• Text section:
[Start of section]
Harry Goodwin

Personal information
- Full name: Harry Smyth Goodwin
- Born: 30 September 1870 Merthyr Tydfil, Glamorgan, Wales
- Died: 13 November 1955 (aged 85) Christ's Hospital, Horsham, Sussex
- Batting: Right-handed
- Role: Batsman

Domestic team information
- 1896–1907: Gloucestershire
- FC debut: 25 May 1896 Gloucestershire v Sussex
- Last FC: 22 August 1907 Gloucestershire v South Africans

Career statistics
| Competition | First-class |
| Matches | 31 |
| Runs scored | 546 |
| Batting average | 12.40 |
| 100s/50s | 0/0 |
| Top score | 46 |
| Catches/stumpings | 20/– |
- Source: CricketArchive, 24 April 2014

= Harry Goodwin (cricketer) =

Welsh cricketer (1870–1955)

Harry Smyth Goodwin (30 September 1870 – 13 November 1955) was a cricketer of the nineteenth century, born in Glamorgan, Wales but playing for Gloucestershire between 1896 and 1907. A right-handed batsman, Goodwin was an alumnus of Rossall School in Lancashire, for whom he played two matches in 1889. He played 31 matches for Gloucestershire, though aside from the 1897 cricket season he often played only a small number of games each year. He scored 564 runs at a batting average of 12.40, and a best of 46. He was later President of Horsham Cricket Club.
[End of section]
• Data for analysis:
[Start of section]
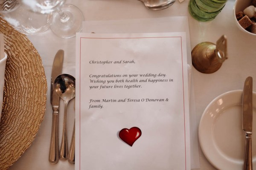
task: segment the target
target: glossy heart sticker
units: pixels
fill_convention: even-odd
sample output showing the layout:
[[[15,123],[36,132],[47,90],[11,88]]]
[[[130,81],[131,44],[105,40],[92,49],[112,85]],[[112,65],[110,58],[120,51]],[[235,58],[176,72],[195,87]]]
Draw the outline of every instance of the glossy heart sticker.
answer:
[[[137,127],[133,127],[130,129],[125,128],[119,132],[120,138],[131,146],[132,146],[141,136],[141,130]]]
[End of section]
• Work item A: According to the article on Harry Goodwin, which school was he an alumnus of?
• Work item B: Continue the article on Harry Goodwin from its last sentence.
The listing is not needed for this work.

• Output A: Rossall School in Lancashire.

• Output B:
==Playing career==

===Early life and cricket at Rossall===
Goodwin was born in 1870 in Merthyr Tydfil, at the time a mining town for iron ore, coal and limestone in Glamorgan, Wales. He was schooled in Lancashire, attending Rossall School and playing cricket there. In these school matches he batted in the top order, scoring five and 16 against Loretto School on 7 June 1889 while batting at three. He also took a five-wicket haul with his bowling though his bowling style is not recorded, and he did not bowl during his first class career. On 21 June he played against Malvern College and scored 72 and 15 opening the batting, but did not bowl.

===Gloucestershire===
Goodwin's first match of the 1896 County Championship – his first class debut – came against Sussex on 25 May 1896. Batting at number six in an innings overshadowed by a score of 243 by WG Grace, Goodwin made 10 before being dismissed by Arthur Collins. Sussex were forced to follow on, and Goodwin dropped to ninth in the batting order and was not required to bat s second time as Gloucestershire chased a small target. On 18 June Goodwin played against Middlesex at Lord's. Again batting at nine, he made 12 and a duck.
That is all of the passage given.